▶ AIM OF THE EXERCISE
Copy these records word for word, starting with the line that contains "Could you please point out the tree canopy" and stopping after the line that contains "(1193, 280)".

▶ THE DATA
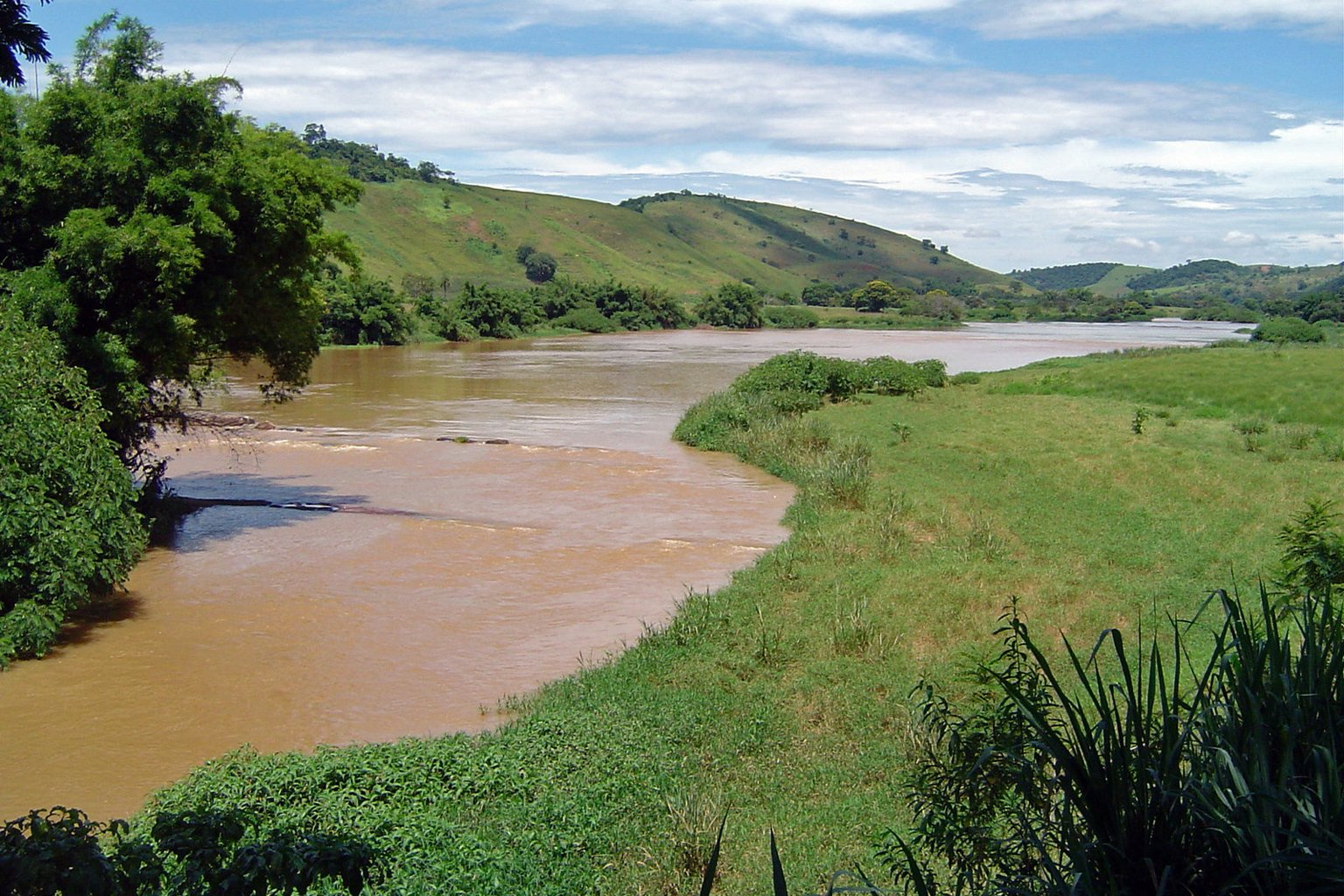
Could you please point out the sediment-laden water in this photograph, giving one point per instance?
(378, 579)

==

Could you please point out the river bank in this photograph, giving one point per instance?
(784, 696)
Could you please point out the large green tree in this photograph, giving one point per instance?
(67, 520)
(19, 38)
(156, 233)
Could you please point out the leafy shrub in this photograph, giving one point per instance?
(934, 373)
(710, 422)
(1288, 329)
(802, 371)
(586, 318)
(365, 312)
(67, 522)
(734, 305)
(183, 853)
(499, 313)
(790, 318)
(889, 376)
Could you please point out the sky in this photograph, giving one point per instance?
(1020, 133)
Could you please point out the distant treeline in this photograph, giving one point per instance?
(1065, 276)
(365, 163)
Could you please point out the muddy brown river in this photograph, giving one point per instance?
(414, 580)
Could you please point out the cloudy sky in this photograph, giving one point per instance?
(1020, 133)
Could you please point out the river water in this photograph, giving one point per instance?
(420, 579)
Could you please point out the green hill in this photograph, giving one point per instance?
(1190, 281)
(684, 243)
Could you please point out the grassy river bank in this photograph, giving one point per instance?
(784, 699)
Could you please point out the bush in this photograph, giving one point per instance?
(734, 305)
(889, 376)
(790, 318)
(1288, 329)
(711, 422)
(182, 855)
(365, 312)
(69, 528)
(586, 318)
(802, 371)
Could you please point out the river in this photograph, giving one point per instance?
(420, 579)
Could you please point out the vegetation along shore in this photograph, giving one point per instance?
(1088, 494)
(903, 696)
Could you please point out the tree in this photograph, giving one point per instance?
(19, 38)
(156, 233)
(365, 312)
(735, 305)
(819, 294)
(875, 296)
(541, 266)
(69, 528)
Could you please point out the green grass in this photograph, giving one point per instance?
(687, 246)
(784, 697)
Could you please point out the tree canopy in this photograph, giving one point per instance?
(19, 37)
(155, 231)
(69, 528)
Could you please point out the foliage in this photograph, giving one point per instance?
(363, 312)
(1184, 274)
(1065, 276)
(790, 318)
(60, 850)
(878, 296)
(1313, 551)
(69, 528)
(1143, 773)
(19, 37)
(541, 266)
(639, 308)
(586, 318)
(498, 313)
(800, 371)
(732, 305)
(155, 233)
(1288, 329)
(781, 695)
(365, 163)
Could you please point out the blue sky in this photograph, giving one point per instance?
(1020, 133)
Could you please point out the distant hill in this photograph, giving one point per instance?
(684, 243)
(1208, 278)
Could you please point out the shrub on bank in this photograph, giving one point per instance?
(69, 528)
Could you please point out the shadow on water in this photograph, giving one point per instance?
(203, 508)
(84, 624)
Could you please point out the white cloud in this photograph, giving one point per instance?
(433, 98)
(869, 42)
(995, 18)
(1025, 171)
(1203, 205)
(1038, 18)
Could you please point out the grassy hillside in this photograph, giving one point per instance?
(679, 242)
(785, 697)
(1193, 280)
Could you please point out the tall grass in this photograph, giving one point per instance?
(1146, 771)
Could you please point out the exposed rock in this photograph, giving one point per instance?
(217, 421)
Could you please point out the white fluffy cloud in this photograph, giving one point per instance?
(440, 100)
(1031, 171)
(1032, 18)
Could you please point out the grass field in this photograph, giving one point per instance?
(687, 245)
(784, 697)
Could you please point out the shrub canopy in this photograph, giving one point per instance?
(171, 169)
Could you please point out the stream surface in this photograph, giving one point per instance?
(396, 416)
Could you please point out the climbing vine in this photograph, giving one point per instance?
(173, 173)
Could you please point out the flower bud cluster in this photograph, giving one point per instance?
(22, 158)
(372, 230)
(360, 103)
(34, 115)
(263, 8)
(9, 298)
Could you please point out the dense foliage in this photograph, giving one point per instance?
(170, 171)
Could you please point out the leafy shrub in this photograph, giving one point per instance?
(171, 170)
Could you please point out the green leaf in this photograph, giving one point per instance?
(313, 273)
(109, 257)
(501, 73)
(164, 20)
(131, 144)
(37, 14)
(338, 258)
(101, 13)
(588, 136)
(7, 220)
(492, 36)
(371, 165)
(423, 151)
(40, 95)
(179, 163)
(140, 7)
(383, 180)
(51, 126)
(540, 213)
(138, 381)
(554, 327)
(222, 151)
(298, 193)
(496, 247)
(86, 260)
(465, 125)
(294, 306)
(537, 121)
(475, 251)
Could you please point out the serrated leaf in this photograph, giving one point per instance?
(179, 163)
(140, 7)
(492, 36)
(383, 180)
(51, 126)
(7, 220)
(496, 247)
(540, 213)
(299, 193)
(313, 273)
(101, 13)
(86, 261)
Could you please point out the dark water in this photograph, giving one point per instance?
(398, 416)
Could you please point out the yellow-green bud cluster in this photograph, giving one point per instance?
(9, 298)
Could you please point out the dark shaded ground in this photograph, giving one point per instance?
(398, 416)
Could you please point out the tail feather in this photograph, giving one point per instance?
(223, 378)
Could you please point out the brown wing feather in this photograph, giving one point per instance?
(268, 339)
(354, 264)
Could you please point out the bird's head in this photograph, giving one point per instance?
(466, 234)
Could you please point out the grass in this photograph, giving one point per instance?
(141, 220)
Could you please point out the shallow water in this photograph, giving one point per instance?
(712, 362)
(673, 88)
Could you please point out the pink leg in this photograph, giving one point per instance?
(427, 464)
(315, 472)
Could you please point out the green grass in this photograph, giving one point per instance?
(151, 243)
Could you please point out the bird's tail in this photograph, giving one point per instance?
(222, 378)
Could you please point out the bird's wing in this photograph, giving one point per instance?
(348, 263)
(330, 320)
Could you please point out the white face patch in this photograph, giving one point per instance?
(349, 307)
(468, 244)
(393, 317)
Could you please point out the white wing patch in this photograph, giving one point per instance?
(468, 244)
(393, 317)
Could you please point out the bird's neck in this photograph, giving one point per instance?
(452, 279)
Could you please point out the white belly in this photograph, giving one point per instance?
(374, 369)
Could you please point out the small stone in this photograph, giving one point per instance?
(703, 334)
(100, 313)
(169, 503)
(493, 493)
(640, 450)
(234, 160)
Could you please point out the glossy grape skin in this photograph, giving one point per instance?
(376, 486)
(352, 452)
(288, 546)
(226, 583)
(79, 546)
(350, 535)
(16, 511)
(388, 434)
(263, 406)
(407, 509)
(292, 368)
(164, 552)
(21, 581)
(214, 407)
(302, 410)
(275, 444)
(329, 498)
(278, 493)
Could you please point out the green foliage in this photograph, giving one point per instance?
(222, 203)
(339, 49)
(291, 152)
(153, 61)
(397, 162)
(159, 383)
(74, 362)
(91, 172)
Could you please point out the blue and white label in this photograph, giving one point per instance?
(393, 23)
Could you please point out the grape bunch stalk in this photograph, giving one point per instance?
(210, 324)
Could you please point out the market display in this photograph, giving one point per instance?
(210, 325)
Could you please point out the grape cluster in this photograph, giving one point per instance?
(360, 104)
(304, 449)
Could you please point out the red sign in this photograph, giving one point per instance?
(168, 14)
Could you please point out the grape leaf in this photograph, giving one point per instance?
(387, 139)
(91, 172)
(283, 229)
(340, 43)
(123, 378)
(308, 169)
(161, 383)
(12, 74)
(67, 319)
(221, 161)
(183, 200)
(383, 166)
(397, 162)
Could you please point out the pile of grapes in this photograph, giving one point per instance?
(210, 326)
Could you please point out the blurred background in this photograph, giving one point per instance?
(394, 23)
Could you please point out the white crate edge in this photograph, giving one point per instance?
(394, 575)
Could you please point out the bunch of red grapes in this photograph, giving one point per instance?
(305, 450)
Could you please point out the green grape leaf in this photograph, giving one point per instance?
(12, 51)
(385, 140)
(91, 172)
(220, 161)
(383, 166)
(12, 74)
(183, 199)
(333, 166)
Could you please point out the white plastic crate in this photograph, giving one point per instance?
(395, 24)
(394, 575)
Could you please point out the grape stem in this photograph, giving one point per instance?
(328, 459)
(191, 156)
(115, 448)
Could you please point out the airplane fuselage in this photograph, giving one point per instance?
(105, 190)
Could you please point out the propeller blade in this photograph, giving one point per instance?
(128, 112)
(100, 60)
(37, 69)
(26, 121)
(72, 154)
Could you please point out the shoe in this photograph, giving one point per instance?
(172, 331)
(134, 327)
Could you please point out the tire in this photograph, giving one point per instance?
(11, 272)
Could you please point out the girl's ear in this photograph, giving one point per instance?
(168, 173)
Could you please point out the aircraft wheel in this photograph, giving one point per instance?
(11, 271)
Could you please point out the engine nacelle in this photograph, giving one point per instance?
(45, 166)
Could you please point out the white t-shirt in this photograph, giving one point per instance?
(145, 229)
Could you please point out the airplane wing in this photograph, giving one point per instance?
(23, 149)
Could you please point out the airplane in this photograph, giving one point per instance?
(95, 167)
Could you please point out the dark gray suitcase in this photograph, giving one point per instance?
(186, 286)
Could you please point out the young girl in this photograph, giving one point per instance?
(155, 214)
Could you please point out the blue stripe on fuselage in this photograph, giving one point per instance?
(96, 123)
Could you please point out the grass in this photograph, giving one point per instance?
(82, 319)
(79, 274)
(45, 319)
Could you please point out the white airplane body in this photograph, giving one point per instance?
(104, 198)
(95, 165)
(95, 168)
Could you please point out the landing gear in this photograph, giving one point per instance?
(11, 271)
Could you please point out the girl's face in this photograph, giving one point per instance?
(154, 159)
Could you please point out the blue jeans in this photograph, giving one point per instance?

▶ SOLUTION
Could you please point out the tree canopy in this photograph, giving one point per instance?
(19, 37)
(155, 231)
(69, 528)
Could you please point out the foliage in this photograph, giving one point per instance?
(363, 312)
(1184, 274)
(1065, 276)
(790, 318)
(60, 850)
(878, 296)
(1313, 551)
(69, 528)
(1143, 773)
(19, 37)
(541, 266)
(639, 308)
(586, 318)
(498, 313)
(800, 371)
(732, 305)
(155, 233)
(1288, 329)
(781, 695)
(365, 163)
Could you please point out the blue sky in this photograph, giving one point per instance?
(1020, 133)
Could you please point out the distant hill in this photograph, giving one point per instance?
(684, 243)
(1208, 278)
Could you please point out the shrub on bank in this photograph, giving one point per instance?
(69, 528)
Could you please point out the shadow on water in this photograph, giving one point per instance?
(203, 508)
(84, 624)
Could you please point out the white cloud in this photograph, giving one point per instance?
(433, 98)
(869, 42)
(995, 18)
(1025, 171)
(1203, 205)
(1038, 18)
Could you please point out the grassy hillside in this photograph, giving one point per instance?
(679, 242)
(785, 697)
(1193, 280)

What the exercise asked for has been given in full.